REQUIRED TASK 1
Arrange the stretch of rows from the start through the line containing "(1226, 369)" as a Markdown table with the columns Number and Line, leaving out blank lines.

SELECTED PASSAGE

____________

# DD logged me off for too many declines



## ColonyMark (Sep 26, 2019)

I was getting nothing but $2 and $3 requests. After declining about 5 in a row got a message saying I was being logged off for 10 minutes.
Must be something new


----------



## Uberdriver2710 (Jul 15, 2015)

No ICs allowed....only ants!!!


----------



## Ms. Mercenary (Jul 24, 2020)

They’ve been doing that for a while. You can log back on right away though. They pause it.


----------



## ColonyMark (Sep 26, 2019)

Ms. Mercenary said:


> They’ve been doing that for a while. You can log back on right away though. They pause it.


Oh, I didn’t try logging back in right away because I would be logged off for 10 minutes. And I stopped watching after that anyway


----------



## ColonyMark (Sep 26, 2019)

Uberdriver2710 said:


> No ICs allowed....only ants!!!


I’m..what?


----------



## Uberdriver2710 (Jul 15, 2015)

ColonyMark said:


> I’m..what?


You take personal. 

Not an insult.


----------



## ColonyMark (Sep 26, 2019)

Uberdriver2710 said:


> You take personal.
> 
> Not an insult.


I meant to say: Um…what? As in I didn’t understand what you were saying.


----------



## Ms. Mercenary (Jul 24, 2020)

ColonyMark said:


> I meant to say: Um…what? As in I didn’t understand what you were saying.


*I*ndependent _*C*_ontractor. 😁


----------



## Uberdriver2710 (Jul 15, 2015)

ColonyMark said:


> I meant to say: Um…what? As in I didn’t understand what you were saying.


oh....ok


----------



## Uberdriver2710 (Jul 15, 2015)

Ms. Mercenary said:


> *I*ndependent _*C*_ontractor. 😁


Nailed it!!!


----------



## mrbeefy (Aug 6, 2017)

ColonyMark said:


> I was getting nothing but $2 and $3 requests. After declining about 5 in a row got a message saying I was being logged off for 10 minutes.
> Must be something new


Just started getting this yesterday.
It says paused for 10 minutes and then your dash will end. Really great that the End Dash is in red and easy to hit by accident.
I also got 5 minutes message and that was just after finishing a delivery! 
Then today the paused dash counter showed up with 19:00:00 left after finishing a delivery. I resumed dash of course.
After the next delivery my dash was ended so the counter kept going even after resuming and doing another delivery.
Told support and they "have u done app troubleshooting?" Byeeeeee
Started a new dash later and it immediately paused on me!

____________

Entries from a pointing dataset:

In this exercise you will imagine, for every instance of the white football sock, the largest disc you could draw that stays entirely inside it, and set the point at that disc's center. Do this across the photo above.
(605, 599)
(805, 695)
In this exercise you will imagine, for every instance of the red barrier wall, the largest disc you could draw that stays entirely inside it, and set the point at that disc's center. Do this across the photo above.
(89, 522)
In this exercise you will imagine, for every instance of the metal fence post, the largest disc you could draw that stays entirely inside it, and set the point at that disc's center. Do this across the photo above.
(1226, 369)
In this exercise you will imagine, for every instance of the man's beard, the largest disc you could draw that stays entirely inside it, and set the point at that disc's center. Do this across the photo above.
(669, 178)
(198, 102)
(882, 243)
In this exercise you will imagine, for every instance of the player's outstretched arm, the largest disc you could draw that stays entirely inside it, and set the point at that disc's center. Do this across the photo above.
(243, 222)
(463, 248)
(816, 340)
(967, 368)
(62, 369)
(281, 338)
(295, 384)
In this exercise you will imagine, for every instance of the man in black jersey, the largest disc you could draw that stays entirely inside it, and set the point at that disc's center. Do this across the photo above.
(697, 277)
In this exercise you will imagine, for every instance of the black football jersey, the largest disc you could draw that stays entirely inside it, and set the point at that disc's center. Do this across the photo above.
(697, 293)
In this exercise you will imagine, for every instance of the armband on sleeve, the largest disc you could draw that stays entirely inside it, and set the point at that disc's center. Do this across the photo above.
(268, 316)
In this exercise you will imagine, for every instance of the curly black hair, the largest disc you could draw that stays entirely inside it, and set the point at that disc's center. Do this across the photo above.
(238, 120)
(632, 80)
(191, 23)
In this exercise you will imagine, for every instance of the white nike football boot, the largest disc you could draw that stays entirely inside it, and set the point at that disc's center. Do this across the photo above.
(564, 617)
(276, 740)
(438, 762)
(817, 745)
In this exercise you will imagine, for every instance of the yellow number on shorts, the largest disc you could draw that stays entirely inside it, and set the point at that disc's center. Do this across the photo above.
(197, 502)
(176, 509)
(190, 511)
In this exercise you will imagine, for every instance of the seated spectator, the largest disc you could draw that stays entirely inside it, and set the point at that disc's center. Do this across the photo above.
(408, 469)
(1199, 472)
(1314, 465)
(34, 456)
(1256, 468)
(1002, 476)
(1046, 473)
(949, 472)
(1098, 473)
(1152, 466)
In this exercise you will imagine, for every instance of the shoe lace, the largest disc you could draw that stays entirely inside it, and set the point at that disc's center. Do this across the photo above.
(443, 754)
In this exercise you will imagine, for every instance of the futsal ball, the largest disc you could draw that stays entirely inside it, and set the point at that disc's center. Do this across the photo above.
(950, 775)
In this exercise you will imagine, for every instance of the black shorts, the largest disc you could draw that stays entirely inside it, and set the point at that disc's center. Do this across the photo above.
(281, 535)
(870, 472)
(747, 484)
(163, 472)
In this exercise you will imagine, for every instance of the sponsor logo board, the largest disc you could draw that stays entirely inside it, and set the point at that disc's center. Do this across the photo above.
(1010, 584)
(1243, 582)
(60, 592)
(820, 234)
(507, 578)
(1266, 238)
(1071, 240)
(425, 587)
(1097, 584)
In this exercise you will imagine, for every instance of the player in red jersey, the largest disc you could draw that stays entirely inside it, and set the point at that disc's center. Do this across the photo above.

____________

REQUIRED TASK 2
Pick up the forum thread about being logged off for too many declines and continue it from its final post.

WRITTEN REPLY 1
| Number | Line |
|---|---|
| 1 | In this exercise you will imagine, for every instance of the white football sock, the largest disc you could draw that stays entirely inside it, and set the point at that disc's center. Do this across the photo above. |
| 2 | (605, 599) |
| 3 | (805, 695) |
| 4 | In this exercise you will imagine, for every instance of the red barrier wall, the largest disc you could draw that stays entirely inside it, and set the point at that disc's center. Do this across the photo above. |
| 5 | (89, 522) |
| 6 | In this exercise you will imagine, for every instance of the metal fence post, the largest disc you could draw that stays entirely inside it, and set the point at that disc's center. Do this across the photo above. |
| 7 | (1226, 369) |

WRITTEN REPLY 2
DD getting too complicated for their own good with these crappy rates, long customer wait times,, and forced acceptance. 
Only so many suckers out there...


----------



## kingcorey321 (May 20, 2018)

mrbeefy said:


> Just started getting this yesterday.
> It says paused for 10 minutes and then your dash will end. Really great that the End Dash is in red and easy to hit by accident.
> I also got 5 minutes message and that was just after finishing a delivery!
> Then today the paused dash counter showed up with 19:00:00 left after finishing a delivery. I resumed dash of course.
> ...


This is NOT new. I have been seeing this for about 2 months . Once you see that screen just click resume dash . It will allow you back online . And this is a scare tactic . Door dash needs us drivers more then we need them. 
You can always say screw you dd . Do lyfy uber gh ic pizza get a real job .


----------



## JeanOcelot0 (Dec 30, 2020)

Delivery of food (or other stuff) will never be as lucrative as taxiing pax - for the simple reason that the alternative is much easier for food (i.e., cook the meal yourself!) than for pax (i.e., have a car). Delivery ants are simply in the lowest caste.


----------



## mrbeefy (Aug 6, 2017)

kingcorey321 said:


> This is NOT new. I have been seeing this for about 2 months . Once you see that screen just click resume dash . It will allow you back online . And this is a scare tactic . Door dash needs us drivers more then we need them.
> You can always say screw you dd . Do lyfy uber gh ic pizza get a real job .


This IS ABSOLUTELY NEW FOR ME IN MY REGION.
I do this full time + for almost a year and had never seen it before yesterday.
Declining same amount. AR 10-15%. 
Used to be around 20% until DD borked everything up by being cheap bastards.
Used to be my pay was 50% DD, 50% UE & GH.
GH now in lead this week. If they'd just work on their terrible timing (diner places order - immediately send driver 5 minutes away 🤪)


----------



## rideshareapphero (Mar 30, 2018)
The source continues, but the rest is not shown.